● **PROMPT**
Without changing anything, copy out each entry.

-=-=-

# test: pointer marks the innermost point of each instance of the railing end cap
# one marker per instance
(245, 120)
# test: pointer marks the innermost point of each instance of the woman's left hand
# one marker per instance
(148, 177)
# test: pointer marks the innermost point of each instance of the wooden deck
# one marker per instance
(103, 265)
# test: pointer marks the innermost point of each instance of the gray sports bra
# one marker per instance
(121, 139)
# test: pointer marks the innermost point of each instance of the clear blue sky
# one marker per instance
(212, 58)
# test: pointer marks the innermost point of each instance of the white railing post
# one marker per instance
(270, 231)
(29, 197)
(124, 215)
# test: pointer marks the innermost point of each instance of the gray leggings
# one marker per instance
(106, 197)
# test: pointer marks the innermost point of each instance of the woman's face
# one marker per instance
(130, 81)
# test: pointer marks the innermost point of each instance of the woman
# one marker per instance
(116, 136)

-=-=-

● **REPLY**
# test: pointer marks the innermost point of each instance of the railing end cap
# one marker per instance
(245, 120)
# test: pointer marks the innermost point of each instance of the woman's left hand
# one marker per instance
(148, 177)
# test: pointer marks the innermost point of each instance of the wooden deck
# one marker per instance
(103, 265)
# test: pointer marks the innermost point of each instance of the gray sports bra
# one marker per instance
(121, 139)
# test: pointer marks the innermost point of each instance of the clear blue sky
# one marker per instance
(212, 58)
# test: pointer marks the innermost point of each instance of the white railing post
# one marker per instance
(270, 231)
(29, 197)
(124, 215)
# test: pointer marks the innermost point of each instance of the gray leggings
# one marker per instance
(106, 197)
# test: pointer marks the innermost point of each instance of the woman's face
# one marker per instance
(130, 81)
# test: pointer marks the innermost point of each instance of the woman
# one marker per instance
(116, 136)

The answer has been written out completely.